- WORK REQUEST: Every line from the one with "the form (554,330)." to the one with "the form (313,104).", including those two, is to be copied exactly; all other lines of the entries below are left out.

Excerpts from a dataset
# # # # # # #

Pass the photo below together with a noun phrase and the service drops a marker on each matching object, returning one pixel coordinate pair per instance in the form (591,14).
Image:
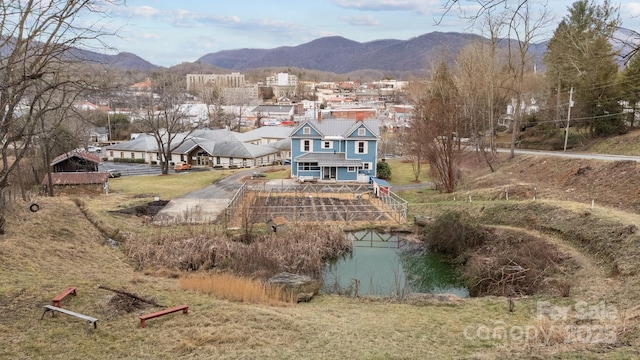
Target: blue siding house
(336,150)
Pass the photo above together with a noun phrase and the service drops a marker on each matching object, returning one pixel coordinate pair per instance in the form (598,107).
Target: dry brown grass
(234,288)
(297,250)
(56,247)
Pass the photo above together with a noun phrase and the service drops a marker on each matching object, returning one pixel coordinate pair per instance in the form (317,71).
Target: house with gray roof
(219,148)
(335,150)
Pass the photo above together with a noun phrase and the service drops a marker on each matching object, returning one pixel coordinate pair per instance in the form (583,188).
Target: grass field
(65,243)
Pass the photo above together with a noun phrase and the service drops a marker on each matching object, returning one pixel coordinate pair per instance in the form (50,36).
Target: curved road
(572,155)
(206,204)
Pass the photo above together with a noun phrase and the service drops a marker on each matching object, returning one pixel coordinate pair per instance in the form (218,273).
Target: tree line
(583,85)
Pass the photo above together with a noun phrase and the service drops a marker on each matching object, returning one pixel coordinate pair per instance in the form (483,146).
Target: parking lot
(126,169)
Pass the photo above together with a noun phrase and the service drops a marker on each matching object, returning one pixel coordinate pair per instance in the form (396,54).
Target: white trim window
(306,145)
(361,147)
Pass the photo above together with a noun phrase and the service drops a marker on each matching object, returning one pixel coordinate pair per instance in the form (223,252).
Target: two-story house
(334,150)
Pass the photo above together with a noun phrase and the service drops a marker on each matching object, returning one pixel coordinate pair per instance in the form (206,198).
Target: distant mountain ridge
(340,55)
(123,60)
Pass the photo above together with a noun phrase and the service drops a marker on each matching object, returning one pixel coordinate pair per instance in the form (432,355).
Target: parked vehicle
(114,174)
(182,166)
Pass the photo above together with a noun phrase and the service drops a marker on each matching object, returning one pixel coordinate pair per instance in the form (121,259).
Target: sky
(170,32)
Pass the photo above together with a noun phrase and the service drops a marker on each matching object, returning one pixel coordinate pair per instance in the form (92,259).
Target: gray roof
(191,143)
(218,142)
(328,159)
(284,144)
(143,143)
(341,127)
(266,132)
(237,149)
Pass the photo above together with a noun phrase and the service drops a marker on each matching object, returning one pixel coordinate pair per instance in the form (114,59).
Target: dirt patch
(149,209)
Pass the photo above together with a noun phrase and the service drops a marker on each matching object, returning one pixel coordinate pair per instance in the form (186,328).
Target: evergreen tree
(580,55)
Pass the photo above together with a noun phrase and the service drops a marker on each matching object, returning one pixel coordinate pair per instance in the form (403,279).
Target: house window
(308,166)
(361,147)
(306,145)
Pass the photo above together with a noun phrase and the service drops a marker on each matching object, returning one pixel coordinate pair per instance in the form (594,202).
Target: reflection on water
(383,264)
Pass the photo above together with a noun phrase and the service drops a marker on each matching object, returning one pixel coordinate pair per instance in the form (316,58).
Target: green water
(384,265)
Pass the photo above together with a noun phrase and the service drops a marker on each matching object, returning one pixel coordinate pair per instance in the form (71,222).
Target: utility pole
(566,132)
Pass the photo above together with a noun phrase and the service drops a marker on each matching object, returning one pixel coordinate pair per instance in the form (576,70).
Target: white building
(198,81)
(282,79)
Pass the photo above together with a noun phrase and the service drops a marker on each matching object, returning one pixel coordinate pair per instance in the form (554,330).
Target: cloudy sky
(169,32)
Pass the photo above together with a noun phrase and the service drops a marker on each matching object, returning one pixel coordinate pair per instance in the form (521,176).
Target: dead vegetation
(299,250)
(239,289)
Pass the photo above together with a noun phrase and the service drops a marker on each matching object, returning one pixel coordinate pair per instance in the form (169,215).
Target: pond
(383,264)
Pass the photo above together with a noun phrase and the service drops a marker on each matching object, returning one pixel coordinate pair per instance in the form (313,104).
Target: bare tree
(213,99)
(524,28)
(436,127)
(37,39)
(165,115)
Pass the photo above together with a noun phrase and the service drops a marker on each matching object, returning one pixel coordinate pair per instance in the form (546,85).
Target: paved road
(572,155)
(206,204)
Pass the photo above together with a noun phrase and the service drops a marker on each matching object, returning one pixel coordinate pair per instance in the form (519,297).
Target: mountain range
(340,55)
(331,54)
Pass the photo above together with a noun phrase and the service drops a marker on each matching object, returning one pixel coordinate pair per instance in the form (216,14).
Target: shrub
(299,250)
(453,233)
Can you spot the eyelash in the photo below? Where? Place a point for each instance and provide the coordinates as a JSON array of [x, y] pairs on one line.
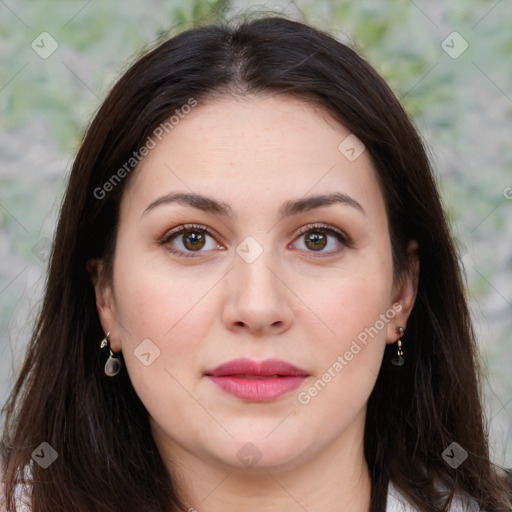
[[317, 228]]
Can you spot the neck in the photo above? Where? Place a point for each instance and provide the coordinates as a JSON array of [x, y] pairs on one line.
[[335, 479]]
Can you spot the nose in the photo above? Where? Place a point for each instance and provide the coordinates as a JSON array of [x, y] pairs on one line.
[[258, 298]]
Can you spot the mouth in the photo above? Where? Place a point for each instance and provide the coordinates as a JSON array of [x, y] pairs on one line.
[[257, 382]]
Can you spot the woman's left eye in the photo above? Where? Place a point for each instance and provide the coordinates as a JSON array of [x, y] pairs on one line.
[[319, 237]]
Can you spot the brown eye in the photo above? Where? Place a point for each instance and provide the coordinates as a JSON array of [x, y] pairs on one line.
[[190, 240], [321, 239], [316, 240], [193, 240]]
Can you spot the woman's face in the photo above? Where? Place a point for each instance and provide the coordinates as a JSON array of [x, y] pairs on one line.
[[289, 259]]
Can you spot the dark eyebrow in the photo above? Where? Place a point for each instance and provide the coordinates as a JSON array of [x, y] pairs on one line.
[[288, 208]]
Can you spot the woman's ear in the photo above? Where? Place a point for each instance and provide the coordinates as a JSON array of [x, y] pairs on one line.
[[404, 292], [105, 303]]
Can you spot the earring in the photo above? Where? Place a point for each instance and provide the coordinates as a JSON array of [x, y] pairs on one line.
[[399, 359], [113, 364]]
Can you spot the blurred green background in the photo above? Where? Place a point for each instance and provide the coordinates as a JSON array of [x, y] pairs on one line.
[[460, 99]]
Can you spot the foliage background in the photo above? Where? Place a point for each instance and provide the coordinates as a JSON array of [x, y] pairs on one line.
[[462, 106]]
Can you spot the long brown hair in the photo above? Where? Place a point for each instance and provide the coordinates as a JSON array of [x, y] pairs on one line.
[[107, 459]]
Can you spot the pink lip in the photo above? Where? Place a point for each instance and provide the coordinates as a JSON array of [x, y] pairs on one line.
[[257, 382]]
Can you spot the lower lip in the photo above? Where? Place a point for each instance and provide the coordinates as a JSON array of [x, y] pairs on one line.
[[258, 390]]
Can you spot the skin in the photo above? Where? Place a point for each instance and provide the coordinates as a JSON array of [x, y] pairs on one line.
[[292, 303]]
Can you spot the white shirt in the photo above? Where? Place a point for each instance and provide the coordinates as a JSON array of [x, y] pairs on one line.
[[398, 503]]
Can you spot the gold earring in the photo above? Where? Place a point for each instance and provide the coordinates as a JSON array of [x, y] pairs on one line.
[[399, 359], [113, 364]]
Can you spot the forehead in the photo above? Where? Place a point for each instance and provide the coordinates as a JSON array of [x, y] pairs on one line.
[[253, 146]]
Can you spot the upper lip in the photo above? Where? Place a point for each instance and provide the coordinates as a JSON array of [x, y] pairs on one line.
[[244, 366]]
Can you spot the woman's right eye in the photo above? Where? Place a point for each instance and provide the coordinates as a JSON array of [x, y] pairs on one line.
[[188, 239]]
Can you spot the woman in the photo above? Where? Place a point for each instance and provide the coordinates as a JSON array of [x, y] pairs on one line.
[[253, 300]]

# # # # # # #

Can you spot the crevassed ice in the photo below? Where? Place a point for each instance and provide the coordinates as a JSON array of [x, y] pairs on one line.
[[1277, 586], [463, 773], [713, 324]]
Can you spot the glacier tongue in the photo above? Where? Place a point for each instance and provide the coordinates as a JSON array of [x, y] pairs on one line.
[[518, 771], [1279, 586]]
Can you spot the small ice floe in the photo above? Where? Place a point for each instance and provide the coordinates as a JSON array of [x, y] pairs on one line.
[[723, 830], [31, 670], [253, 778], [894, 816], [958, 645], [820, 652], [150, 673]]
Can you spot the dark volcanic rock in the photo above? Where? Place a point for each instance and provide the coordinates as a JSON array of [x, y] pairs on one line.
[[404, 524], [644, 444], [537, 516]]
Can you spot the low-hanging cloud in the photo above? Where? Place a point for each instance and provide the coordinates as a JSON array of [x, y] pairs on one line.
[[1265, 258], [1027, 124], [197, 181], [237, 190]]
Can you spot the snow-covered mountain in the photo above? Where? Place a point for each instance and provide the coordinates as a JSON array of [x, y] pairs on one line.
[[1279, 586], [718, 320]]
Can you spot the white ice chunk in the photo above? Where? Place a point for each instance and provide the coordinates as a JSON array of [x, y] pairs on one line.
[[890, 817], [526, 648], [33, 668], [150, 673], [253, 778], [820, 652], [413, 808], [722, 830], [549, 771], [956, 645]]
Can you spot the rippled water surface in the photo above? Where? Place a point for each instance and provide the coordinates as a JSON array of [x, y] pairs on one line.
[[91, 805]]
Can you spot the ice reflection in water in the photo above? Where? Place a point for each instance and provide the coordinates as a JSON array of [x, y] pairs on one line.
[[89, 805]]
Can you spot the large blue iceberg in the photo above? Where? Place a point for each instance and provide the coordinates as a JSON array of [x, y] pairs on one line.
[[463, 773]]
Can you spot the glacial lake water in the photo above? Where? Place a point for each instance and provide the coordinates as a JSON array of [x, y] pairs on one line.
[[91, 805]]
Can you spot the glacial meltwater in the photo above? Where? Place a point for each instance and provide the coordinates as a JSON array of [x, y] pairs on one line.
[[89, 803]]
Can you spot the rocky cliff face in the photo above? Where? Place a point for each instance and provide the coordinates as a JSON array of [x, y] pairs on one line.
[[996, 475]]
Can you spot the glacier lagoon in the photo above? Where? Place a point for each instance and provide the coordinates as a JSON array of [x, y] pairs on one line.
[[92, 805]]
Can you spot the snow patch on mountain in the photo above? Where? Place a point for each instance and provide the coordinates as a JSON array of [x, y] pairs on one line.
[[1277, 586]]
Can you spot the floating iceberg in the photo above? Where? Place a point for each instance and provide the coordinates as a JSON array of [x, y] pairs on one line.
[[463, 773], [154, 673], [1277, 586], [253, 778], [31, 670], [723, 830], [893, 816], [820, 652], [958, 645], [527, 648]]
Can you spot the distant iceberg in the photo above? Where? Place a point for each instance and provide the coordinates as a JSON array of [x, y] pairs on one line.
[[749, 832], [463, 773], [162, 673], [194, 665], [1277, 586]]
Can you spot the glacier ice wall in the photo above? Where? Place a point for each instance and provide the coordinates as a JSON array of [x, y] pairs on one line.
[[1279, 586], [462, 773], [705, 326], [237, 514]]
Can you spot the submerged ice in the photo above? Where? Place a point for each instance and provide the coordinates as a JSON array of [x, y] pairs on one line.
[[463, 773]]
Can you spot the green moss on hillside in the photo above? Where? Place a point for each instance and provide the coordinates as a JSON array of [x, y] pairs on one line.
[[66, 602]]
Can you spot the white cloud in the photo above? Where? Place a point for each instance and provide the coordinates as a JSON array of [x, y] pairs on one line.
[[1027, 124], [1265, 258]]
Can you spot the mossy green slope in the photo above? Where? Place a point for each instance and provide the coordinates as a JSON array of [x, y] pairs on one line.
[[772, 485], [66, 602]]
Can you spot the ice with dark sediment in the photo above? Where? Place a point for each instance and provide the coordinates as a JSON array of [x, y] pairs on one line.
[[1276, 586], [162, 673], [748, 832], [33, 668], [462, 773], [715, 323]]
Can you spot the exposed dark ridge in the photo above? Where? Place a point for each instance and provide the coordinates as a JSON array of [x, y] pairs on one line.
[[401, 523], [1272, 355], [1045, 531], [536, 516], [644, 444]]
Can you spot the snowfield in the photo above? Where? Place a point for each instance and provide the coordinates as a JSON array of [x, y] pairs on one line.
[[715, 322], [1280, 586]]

# # # # # # #

- COMPLETED EXERCISE:
Pass the photo above together with a noun phrase and the service drops a marker on each matching object, returning one pixel coordinate pair per instance in the form (554,330).
Target: cloudy sky
(169,32)
Pass the photo above together with a noun phrase and the service drops a marker on each matching object, returning one pixel coordinate pair per instance in the form (521,176).
Target: dead vegetation
(299,250)
(239,289)
Pass the photo above together with a noun phrase and the service drops a marker on each matching object, returning one pixel coordinate pair per instance in the form (169,215).
Target: pond
(383,264)
Pass the photo above together with a noun phrase and the service drops a marker on each matching object, returning one pixel coordinate pair per instance in the form (313,104).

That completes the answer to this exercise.